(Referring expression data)

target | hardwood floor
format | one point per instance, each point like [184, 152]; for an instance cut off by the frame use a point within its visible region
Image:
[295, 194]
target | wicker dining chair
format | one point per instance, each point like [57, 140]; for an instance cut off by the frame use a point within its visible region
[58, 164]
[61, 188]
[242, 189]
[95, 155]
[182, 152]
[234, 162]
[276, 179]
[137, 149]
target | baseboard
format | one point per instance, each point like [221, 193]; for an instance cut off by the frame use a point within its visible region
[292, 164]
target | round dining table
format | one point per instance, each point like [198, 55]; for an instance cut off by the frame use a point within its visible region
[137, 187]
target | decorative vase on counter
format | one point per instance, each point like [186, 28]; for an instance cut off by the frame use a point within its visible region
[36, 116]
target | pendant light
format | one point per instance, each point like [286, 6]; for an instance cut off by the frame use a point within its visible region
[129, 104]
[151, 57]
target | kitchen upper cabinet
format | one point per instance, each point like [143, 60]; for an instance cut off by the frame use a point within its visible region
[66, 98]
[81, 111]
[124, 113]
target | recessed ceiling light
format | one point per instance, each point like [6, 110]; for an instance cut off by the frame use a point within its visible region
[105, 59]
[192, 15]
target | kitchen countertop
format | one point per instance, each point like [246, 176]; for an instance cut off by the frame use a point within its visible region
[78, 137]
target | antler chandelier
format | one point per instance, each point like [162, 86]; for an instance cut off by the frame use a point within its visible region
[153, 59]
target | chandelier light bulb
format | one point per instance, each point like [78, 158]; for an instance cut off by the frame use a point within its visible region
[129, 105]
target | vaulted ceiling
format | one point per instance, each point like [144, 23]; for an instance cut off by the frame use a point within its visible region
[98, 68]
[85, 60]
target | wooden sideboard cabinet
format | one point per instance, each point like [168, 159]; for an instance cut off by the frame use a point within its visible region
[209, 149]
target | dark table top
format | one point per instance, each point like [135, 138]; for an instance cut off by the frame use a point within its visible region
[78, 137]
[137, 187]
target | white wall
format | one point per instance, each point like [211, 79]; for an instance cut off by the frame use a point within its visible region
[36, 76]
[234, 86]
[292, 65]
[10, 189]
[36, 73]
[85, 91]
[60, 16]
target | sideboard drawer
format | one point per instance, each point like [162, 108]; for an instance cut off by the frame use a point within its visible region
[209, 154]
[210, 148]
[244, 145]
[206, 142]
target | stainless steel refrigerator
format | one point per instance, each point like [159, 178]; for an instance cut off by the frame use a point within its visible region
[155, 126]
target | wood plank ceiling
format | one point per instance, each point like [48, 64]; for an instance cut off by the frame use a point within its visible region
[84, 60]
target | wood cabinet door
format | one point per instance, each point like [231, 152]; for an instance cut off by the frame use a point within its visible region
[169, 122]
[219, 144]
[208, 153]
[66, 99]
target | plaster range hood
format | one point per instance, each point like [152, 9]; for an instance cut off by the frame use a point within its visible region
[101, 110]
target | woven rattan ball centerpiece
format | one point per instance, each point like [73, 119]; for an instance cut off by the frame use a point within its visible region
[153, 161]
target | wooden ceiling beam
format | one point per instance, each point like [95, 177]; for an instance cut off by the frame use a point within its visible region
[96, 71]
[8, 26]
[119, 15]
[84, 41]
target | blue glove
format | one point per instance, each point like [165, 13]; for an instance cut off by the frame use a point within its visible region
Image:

- Instructions for the task
The records shown above should be given again word for word.

- Your solution
target | hardwood floor
format | one point per instance, each point like [184, 152]; for an instance cut off by the frame use a point within its visible region
Image:
[295, 194]
target | wicker dining chair
format | one point per instance, each point like [57, 140]; for an instance cut off by the frame use a point within its visible region
[58, 164]
[61, 188]
[242, 189]
[95, 155]
[182, 152]
[234, 162]
[276, 179]
[137, 149]
target | baseboard
format | one point per instance, each point like [221, 193]; for an instance cut off by the frame use a point within its visible region
[292, 164]
target | round dining table
format | one point per instance, each point like [198, 55]; for an instance cut off by the frame use a point within its visible region
[137, 187]
target | decorative vase on counter
format | one point per instance, each point like [186, 28]; for an instance cut off by the frame use a point within its visible region
[36, 116]
target | pendant light
format | one point per instance, each point like [286, 6]; for an instance cut off by the frame use a point within its visible region
[129, 104]
[151, 57]
target | kitchen upper cabinet
format | one point per instance, each point like [143, 60]; for an instance cut off by the frame use a point within its visible region
[66, 98]
[81, 111]
[124, 113]
target | recessed ceiling light
format | one point per instance, each point like [6, 110]; for an instance cut off by the frame use a point within its visible region
[105, 59]
[192, 15]
target | kitchen countertop
format | one point per instance, each point like [246, 176]; for an instance cut off by the frame use a point within its visible region
[78, 137]
target | antler chandelier
format | one point per instance, each point like [162, 86]; for an instance cut off by the frame use a point within its visible region
[153, 59]
target | chandelier light bulb
format | one point per instance, each point like [78, 158]; for an instance cut off by the frame use a point within its visible region
[129, 105]
target | vaulted ceiling
format | one point per instance, each point like [144, 23]; for an instance cut off by the frame use a point within its visible region
[98, 68]
[85, 60]
target | wooden sideboard cabinet
format | one point per instance, each point like [168, 159]; for an instance cut off by the frame use a point within its visible region
[209, 149]
target | dark table top
format | one point per instance, each point like [135, 138]; for an instance cut off by the frame use a point within its visible region
[78, 137]
[137, 187]
target | white wall
format | one point per instance, each point like [211, 79]; for an instance cut off by the frame use a point within its visible region
[36, 76]
[234, 86]
[292, 65]
[10, 189]
[36, 73]
[85, 91]
[60, 16]
target | sideboard drawer
format | one point per instance, each point like [162, 108]; for an instance cut off by the frame use a point within its visible region
[209, 154]
[210, 148]
[244, 145]
[206, 142]
target | stainless steel refrigerator
format | one point per instance, each point like [159, 178]; for an instance cut off by the frame use a point within its visible region
[155, 126]
target | wood plank ceiling
format | one point per instance, each point like [48, 64]; for an instance cut off by the frame use a point within its visible region
[84, 60]
target | wood cabinet door
format | one point per instance, each point like [231, 152]; for an instance cut off by the frame use a point within its visible region
[169, 122]
[219, 144]
[208, 153]
[66, 99]
target | plaster range hood
format | one point per instance, each point like [152, 9]; for an instance cut off by the frame use a point within its visible region
[101, 110]
target | woven rattan ball centerpiece
format | one point per instance, each point like [73, 119]; for an instance cut off by the frame use a point within its visible region
[153, 161]
target | wooden ceiling beam
format | one point per instance, each point like [95, 177]; for an instance cut off by the frame use a point within its visible region
[96, 71]
[8, 26]
[119, 15]
[84, 41]
target | blue glove
format | one point per instance, each point like [165, 13]; for an instance cut off by the frame use a point within its visible region
Image:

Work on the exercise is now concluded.